WHAT YOU NEED TO DO> Copy the records below word for word, leaving out nothing.

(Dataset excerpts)
►
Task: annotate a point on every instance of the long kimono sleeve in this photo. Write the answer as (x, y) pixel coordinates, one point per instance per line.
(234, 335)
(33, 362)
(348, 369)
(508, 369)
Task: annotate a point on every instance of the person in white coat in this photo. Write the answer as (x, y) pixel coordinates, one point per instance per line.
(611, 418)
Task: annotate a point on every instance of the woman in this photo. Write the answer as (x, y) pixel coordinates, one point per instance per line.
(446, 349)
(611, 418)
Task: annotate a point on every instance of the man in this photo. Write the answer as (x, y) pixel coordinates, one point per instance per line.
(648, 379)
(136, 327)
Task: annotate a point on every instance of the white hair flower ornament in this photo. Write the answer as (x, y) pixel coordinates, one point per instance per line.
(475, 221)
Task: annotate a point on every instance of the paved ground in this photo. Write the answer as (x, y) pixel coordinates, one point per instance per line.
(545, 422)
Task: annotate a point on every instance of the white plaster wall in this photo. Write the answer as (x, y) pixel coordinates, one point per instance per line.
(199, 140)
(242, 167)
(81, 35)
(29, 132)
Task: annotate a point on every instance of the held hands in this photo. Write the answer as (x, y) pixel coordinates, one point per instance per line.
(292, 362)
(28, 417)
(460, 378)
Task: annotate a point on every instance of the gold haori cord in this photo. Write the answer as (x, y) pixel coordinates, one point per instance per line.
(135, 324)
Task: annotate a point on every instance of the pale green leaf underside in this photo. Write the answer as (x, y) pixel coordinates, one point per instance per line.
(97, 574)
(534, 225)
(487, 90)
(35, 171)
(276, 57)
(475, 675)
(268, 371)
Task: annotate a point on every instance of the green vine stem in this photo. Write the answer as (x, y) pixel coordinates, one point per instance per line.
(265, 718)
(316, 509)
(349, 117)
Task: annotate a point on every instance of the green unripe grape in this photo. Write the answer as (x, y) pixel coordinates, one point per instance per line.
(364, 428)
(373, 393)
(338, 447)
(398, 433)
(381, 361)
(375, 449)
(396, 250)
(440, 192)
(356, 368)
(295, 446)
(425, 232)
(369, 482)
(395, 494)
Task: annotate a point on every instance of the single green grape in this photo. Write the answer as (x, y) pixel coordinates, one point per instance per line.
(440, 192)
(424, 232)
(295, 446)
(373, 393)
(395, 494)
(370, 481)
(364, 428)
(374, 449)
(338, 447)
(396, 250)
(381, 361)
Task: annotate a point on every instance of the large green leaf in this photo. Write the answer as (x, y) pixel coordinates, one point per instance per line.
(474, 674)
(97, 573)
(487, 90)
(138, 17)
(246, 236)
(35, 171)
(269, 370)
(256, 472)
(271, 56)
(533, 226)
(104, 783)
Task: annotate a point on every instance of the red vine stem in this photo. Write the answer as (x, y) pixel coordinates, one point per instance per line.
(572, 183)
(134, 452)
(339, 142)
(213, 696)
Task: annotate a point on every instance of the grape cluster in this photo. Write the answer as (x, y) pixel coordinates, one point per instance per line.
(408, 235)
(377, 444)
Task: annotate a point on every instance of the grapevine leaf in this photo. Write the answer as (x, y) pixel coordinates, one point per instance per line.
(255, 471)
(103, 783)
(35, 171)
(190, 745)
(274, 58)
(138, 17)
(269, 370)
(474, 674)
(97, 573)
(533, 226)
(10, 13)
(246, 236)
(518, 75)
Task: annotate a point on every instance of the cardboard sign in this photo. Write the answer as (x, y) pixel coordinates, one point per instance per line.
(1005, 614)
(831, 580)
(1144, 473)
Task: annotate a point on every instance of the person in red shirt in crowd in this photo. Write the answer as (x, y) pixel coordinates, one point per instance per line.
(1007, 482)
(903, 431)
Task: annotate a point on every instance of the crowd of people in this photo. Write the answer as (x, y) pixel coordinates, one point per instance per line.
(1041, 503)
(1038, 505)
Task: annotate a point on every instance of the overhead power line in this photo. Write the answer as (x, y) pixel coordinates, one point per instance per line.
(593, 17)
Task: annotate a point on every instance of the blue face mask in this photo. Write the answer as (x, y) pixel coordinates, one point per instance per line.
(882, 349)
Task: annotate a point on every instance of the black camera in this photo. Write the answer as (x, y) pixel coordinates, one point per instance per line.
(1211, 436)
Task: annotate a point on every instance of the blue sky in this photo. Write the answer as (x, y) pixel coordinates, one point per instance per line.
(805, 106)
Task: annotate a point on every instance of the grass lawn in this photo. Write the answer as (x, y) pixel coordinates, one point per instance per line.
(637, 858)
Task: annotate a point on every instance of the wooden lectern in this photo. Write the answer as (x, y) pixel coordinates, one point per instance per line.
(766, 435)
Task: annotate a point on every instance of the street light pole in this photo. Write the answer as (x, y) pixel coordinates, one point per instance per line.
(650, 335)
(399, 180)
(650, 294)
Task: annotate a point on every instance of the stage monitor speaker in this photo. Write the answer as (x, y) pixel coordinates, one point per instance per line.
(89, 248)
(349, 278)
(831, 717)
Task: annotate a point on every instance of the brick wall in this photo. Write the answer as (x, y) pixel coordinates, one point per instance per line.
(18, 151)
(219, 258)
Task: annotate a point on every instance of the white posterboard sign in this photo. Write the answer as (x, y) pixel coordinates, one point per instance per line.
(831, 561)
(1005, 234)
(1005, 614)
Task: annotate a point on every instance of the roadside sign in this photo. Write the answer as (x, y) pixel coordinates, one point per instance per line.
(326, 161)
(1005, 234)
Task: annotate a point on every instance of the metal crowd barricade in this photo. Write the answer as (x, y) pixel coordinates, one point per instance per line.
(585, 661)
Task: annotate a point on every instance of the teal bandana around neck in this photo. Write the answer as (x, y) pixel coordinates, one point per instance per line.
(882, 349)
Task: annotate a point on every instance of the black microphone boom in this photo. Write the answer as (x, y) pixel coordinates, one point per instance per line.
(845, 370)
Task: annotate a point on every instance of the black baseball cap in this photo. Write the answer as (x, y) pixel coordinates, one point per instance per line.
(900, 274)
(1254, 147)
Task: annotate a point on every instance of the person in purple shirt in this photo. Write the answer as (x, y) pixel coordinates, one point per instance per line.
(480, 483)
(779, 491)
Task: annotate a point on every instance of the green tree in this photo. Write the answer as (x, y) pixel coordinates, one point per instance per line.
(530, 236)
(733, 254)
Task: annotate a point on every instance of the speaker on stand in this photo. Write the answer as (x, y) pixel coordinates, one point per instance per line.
◄
EXERCISE RESULT>
Task: annotate a point on every instance of the long kimono sleeve in this photo. Write the answer as (x, y) pixel coordinates, one point per instance per line.
(234, 335)
(33, 362)
(348, 369)
(508, 369)
Task: annotate a point on every instance of the person in white coat in this photo. Write the answer as (x, y) pixel coordinates, one point per instance per line.
(611, 418)
Task: annotate a point on every instance of the woman in this photo. Write the answer as (x, y) pixel coordinates, one point per instance per line.
(446, 349)
(611, 418)
Task: annotate a point on every instance of the man in this photo. Write the answer as (x, y) pixel coordinates, one point per instance per line.
(648, 379)
(136, 327)
Task: annotate a point on every instance of the white hair flower ornament in this photo. Write the answer as (x, y) pixel coordinates, one point per instance per line.
(475, 221)
Task: annotate a point on every instance of the paved ground in this photo. Write the answer as (x, y) pixel coordinates, one point per instance per line.
(545, 422)
Task: annotate a point on every instance of the white plaster wall in this photo. Write the answer as (x, y) pixel coordinates, one point per instance per line.
(199, 140)
(242, 167)
(81, 35)
(29, 132)
Task: annotate a point on every instance of the held hands in this photo. Write the answer as (x, y) pixel coordinates, one point per instance per line.
(292, 362)
(28, 417)
(460, 378)
Task: annotate a point on every instance of the gold haori cord in this photo. Write the answer as (x, y) pixel coordinates, one point per instance per line.
(135, 324)
Task: annotate a point on every instance of the pale green leaf underside in this photo. Write the answer as (x, y) pixel coordinates, one point per instance per line.
(97, 574)
(534, 225)
(487, 90)
(35, 171)
(276, 57)
(475, 675)
(268, 371)
Task: annotate a point on every instance of the green vine stem in this photo. Write the answer as (x, y) pixel coordinates, one point per instance per line.
(265, 718)
(316, 509)
(349, 117)
Task: annotate a point on every instance of the green unripe grape in this photo. Write the answer as (x, y) pixel coordinates, one point per instance per line.
(364, 428)
(373, 393)
(338, 447)
(398, 433)
(381, 361)
(375, 449)
(396, 250)
(440, 192)
(356, 368)
(295, 446)
(425, 232)
(369, 482)
(395, 494)
Task: annotate a point on every instance of the single green grape in this photo. Write the answer as (x, y) pixel coordinates, one point per instance per line.
(440, 192)
(424, 232)
(295, 446)
(373, 393)
(395, 494)
(370, 481)
(364, 428)
(374, 449)
(338, 447)
(396, 250)
(381, 361)
Task: annotate a point on every instance of the large green leaf in this photo. Write the answer as (x, y) pixel coordinates, one point per instance per line.
(474, 674)
(97, 573)
(487, 90)
(138, 17)
(246, 236)
(35, 171)
(269, 370)
(256, 472)
(271, 56)
(533, 226)
(104, 783)
Task: annotate a point on every instance of the red vine stem in this photo. Write the answer as (x, y) pixel coordinates, one point per instance per line.
(572, 183)
(134, 452)
(339, 142)
(213, 696)
Task: annotate a point on every instance of the grape cluster in this photo. Write the answer as (x, y) pixel coordinates, one point per instance per line.
(408, 235)
(377, 444)
Task: annotate a point on every instance of the grapevine leaf in this photo. Write the answer as (x, y) pixel coordinates, one point per instance per line.
(255, 471)
(103, 783)
(35, 171)
(190, 745)
(274, 58)
(138, 17)
(269, 370)
(474, 674)
(97, 573)
(533, 226)
(10, 13)
(246, 236)
(518, 75)
Task: annotate a point on every instance of the cardboard sign in this photo. Write the answer as (x, y) pixel coordinates, one point per instance per line.
(1005, 614)
(831, 580)
(1144, 473)
Task: annotate a point on every instance of the person in red shirt in crowd in this photo. Write the answer as (x, y) pixel coordinates, one point per instance per line.
(1007, 482)
(903, 431)
Task: annotate a point on every instance of the crowd of people in this photo. Write the answer as (x, y) pixel coordinates, one point per instance per line.
(1041, 503)
(1038, 505)
Task: annotate a point on every instance of the overhead power line in this photo. Write the answer as (x, y) pixel coordinates, one point per instance per line.
(593, 17)
Task: annotate a point on every instance of the blue face mask in this photo. Write the answer as (x, y) pixel coordinates, one point per instance per line.
(882, 349)
Task: annotate a point on every instance of the black camera in this photo. Write the answer as (x, y) pixel coordinates, one point per instance per line.
(1211, 436)
Task: annotate a point on every instance of the blue sky in this photo. Write the answer as (x, y) pixel coordinates, one point per instance per line.
(805, 106)
Task: annotate a point on every instance of the grass lawn in this photo. Write the answer as (x, y) pixel coordinates, one point per instance per line.
(637, 858)
Task: annotate a point on every instance of the wooden lectern in this photo. Write the answer as (x, y) pixel coordinates, one point per instance per line.
(766, 435)
Task: annotate a point on every instance of the street light pole in this photo. Write the answer as (x, y) pixel coordinates, one point per instance per line.
(650, 335)
(399, 180)
(650, 294)
Task: annotate a point on every instance of the stage monitor speaker in this photo. Write the answer as (x, y) pixel coordinates, one point per instance per line.
(89, 248)
(349, 278)
(831, 717)
Task: annotate a point on every instance of the brick wall in this photo. Write the answer as (x, y) pixel coordinates, one point per instance per line.
(18, 151)
(219, 258)
Task: annotate a point on every instance of the white posterboard sign in this photo. Write the answer as (x, y) pixel coordinates, one point per instance per line.
(831, 561)
(1005, 234)
(1005, 614)
Task: annotate a point on every instance of the roadside sign in this photo. Write the answer as (x, y) pixel coordinates, one point per instance per line.
(326, 161)
(1005, 234)
Task: annotate a point on every instance of the metal crowd barricade in this photo. Write the answer as (x, y) pixel coordinates, one point per instance per line.
(585, 661)
Task: annotate a point on every instance of the teal bandana around neck in this photo. Write the answer as (x, y) pixel coordinates, one point per instance per line.
(882, 349)
Task: annotate a point on every instance of the black microphone boom in this photo. Write the answer as (x, y) pixel coordinates, one point per instance per line.
(845, 370)
Task: annotate a point on every instance of the black baseball cap in this photo. Write the answer as (x, y) pixel coordinates, one point per instance per line.
(900, 274)
(1254, 147)
Task: annotate a point on every instance of the person in purple shirt in this photo. Write the answer as (x, y) pixel coordinates, one point per instance per line.
(480, 483)
(779, 491)
Task: annotate a point on every instance of the green tree in this photo. Write the answer as (x, y) pixel coordinates, one point per instance per line.
(530, 236)
(733, 254)
Task: annotate a point on every instance of the speaker on stand in this photo. Write the answer as (x, y) pixel coordinates, one point per instance per line.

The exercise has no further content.